((

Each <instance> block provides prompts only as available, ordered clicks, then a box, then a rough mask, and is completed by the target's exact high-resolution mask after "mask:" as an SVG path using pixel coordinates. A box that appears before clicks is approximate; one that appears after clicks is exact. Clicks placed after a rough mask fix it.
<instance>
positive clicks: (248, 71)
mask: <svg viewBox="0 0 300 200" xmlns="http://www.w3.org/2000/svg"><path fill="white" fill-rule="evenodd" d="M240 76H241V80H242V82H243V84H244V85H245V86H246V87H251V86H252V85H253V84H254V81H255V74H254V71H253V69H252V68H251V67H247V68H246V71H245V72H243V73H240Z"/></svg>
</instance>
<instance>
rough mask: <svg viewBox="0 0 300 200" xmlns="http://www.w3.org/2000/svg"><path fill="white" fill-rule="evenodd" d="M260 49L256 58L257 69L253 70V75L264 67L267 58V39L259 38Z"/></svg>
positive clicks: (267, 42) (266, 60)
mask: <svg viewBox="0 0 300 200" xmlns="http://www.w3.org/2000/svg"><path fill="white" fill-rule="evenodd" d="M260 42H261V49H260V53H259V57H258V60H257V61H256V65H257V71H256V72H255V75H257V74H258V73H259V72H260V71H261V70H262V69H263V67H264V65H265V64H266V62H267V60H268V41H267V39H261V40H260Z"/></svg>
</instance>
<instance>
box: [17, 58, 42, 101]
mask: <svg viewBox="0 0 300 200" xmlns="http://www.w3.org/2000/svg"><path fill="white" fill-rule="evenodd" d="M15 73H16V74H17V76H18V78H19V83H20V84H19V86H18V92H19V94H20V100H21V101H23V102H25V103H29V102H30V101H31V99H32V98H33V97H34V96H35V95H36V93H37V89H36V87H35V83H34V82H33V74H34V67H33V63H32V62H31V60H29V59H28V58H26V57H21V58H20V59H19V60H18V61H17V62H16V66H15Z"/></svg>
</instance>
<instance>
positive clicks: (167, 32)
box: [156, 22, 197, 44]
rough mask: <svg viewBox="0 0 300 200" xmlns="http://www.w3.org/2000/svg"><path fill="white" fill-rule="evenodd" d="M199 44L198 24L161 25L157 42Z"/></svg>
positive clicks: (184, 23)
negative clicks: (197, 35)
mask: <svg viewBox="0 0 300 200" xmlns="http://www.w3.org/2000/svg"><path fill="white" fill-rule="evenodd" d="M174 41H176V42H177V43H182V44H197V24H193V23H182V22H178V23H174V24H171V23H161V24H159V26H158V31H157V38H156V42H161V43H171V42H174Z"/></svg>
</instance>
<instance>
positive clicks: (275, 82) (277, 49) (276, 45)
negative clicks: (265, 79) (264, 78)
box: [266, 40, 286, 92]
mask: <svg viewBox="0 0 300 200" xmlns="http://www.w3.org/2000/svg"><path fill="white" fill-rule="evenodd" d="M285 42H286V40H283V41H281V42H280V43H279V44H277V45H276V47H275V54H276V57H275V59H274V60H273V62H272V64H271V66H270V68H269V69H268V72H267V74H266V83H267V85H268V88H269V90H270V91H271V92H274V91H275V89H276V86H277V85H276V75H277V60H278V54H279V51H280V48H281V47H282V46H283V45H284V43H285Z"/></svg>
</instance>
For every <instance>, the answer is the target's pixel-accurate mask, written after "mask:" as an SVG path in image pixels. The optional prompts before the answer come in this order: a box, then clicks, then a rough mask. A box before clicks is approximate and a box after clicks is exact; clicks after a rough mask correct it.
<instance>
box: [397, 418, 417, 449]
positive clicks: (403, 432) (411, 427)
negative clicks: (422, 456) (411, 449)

))

→ **What to produce**
Only what runs from the line containing "44L198 24L161 25L157" through the final line of the entries above belongs in the answer, restated exactly.

→ **Finished exercise**
rough mask: <svg viewBox="0 0 300 200" xmlns="http://www.w3.org/2000/svg"><path fill="white" fill-rule="evenodd" d="M199 44L198 24L161 25L157 42Z"/></svg>
positive clicks: (184, 23)
negative clicks: (197, 35)
mask: <svg viewBox="0 0 300 200" xmlns="http://www.w3.org/2000/svg"><path fill="white" fill-rule="evenodd" d="M174 41H176V42H177V43H182V44H197V24H193V23H182V22H178V23H174V24H171V23H161V24H159V26H158V31H157V38H156V42H161V43H171V42H174Z"/></svg>
</instance>
<instance>
positive clicks: (275, 82) (277, 49) (276, 45)
negative clicks: (265, 79) (264, 78)
box: [266, 40, 286, 92]
mask: <svg viewBox="0 0 300 200" xmlns="http://www.w3.org/2000/svg"><path fill="white" fill-rule="evenodd" d="M285 42H286V40H283V41H281V42H280V43H279V44H277V45H276V47H275V54H276V57H275V59H274V60H273V62H272V64H271V66H270V68H269V69H268V72H267V74H266V83H267V85H268V88H269V90H270V91H271V92H274V91H275V89H276V86H277V85H276V75H277V60H278V54H279V51H280V48H281V47H282V46H283V45H284V43H285Z"/></svg>
</instance>
For every <instance>, the answer is the target's pixel-accurate mask, written after "mask:" as an SVG path in image pixels. The optional prompts before the answer come in this order: a box, then clicks, then a rough mask. A box before clicks is approximate and a box after clicks is exact; clicks after a rough mask correct it.
<instance>
box: [397, 418, 417, 449]
positive clicks: (403, 432) (411, 427)
negative clicks: (422, 456) (411, 449)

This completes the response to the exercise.